PASSAGE CITÉ.
43. La Cour rappelle tout d’abord avoir déjà examiné de nombreuses affaires portées devant elle par les fondations créées par des minorités religieuses en Türkiye et avoir conclu à la violation de l’article 1 du Protocole no 1 (voir, entre autres, Fener Rum Erkek Lisesi Vakfı c. Turquie, no 34478/97, §§ 23‑30, 9 janvier 2007, Fener Rum Patrikliği (Patriarcat œcuménique) c. Turquie, no 14340/05, 8 juillet 2008, Yedikule Surp Pırgiç Ermeni Hastanesi Vakfı c. Turquie (no 2), no 36165/02, 16 décembre 2008, Samatya Surp Kevork Ermeni Kilisesi, Mektebi Ve Mezarlığı Vakfı Yönetim Kurulu c. Turquie, no 1480/03, 16 décembre 2008). Elle observe que la présente espèce se distingue des affaires précitées dans lesquelles la controverse portait sur l’annulation judiciaire définitive, malgré leur acquisition légale après le dépôt de la déclaration en 1936, des titres de propriété des fondations créées par des minorités religieuses. En effet, contrairement aux affaires précitées, la fondation requérante en l’espèce ne disposait pas d’un titre de propriété, titre qui aurait à lui seul constitué la preuve incontestable de l’existence d’un droit de propriété.
44. La présente cause se distingue également de l’affaire Fondation du monastère syriaque de Saint-Gabriel à Midyat c. Turquie ((déc.), no 61412/11, §§ 5 et 41, 2 avril 2009), où la Cour a déclaré la requête irrecevable au motif que les prétentions de cette fondation à être reconnue propriétaire des terrains en question n’avaient pas une base suffisante en droit interne. Il convient de rappeler que, dans l’affaire précitée, contrairement à la présente espèce, les études cadastrales avaient établi que les terrains en question faisaient partie du domaine forestier (ibidem, précité, § 5) et que les conditions d’acquisition de la propriété par voie de possession n’étaient pas réunies (ibidem, § 11).

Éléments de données

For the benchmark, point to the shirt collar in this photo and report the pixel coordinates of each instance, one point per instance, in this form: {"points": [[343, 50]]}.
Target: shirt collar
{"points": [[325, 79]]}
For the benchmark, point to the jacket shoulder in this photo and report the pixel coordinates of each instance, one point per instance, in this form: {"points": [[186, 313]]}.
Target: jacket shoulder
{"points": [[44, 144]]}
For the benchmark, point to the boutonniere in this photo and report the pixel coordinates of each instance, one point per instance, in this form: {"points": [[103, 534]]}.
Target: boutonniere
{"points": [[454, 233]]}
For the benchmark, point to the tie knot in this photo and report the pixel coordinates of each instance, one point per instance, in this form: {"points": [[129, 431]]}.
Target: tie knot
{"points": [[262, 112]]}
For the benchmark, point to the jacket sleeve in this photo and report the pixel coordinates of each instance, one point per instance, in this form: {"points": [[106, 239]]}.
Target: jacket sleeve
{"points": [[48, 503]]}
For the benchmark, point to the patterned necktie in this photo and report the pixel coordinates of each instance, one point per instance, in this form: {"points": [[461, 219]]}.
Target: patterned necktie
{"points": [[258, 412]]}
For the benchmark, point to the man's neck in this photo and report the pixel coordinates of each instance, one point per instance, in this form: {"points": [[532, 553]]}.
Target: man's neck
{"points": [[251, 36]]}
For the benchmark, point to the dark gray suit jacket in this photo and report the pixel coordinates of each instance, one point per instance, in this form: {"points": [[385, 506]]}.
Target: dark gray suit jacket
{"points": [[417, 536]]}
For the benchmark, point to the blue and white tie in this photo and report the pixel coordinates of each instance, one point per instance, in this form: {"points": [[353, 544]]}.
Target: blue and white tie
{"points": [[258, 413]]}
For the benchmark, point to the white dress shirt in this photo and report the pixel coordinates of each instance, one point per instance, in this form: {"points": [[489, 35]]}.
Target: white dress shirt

TRAVAIL DEMANDÉ.
• 1. Les affirmations suivantes concordent-elles avec le passage cité ? Répondez par oui ou par non, en citant mot pour mot les termes qui tranchent.
(a) Dans la présente espèce, la fondation requérante disposait d'un titre de propriété.
(b) Dans l'affaire concernant le monastère syriaque de Saint-Gabriel à Midyat, la Cour a déclaré la requête irrecevable.
(c) Dans cette même affaire, les études cadastrales avaient rattaché les terrains au domaine agricole.
• 2. Répondez brièvement à ces questions d'après le passage cité.
(a) En quelle année la déclaration a-t-elle été déposée ?
(b) À quelle date remonte la décision Fondation du monastère syriaque de Saint-Gabriel à Midyat c. Turquie ?
(c) De quelle disposition la Cour a-t-elle conclu à la violation dans les nombreuses affaires portées par les fondations ?
• 3. Reproduisez à l'identique le passage cité entre « 44. La présente » et « (ibidem, § 11). », ces deux bornes comprises.
Pour répondre, fiez-vous au seul passage cité.

RÉPONSES ATTENDUES.
• 1.
(a) Non : « la fondation requérante en l’espèce ne disposait pas d’un titre de propriété »
(b) Oui : « où la Cour a déclaré la requête irrecevable »
(c) Non : « les études cadastrales avaient établi que les terrains en question faisaient partie du domaine forestier »

• 2.
(a) En 1936.
(b) Au 2 avril 2009.
(c) De l’article 1 du Protocole no 1.

• 3.
44. La présente cause se distingue également de l’affaire Fondation du monastère syriaque de Saint-Gabriel à Midyat c. Turquie ((déc.), no 61412/11, §§ 5 et 41, 2 avril 2009), où la Cour a déclaré la requête irrecevable au motif que les prétentions de cette fondation à être reconnue propriétaire des terrains en question n’avaient pas une base suffisante en droit interne. Il convient de rappeler que, dans l’affaire précitée, contrairement à la présente espèce, les études cadastrales avaient établi que les terrains en question faisaient partie du domaine forestier (ibidem, précité, § 5) et que les conditions d’acquisition de la propriété par voie de possession n’étaient pas réunies (ibidem, § 11).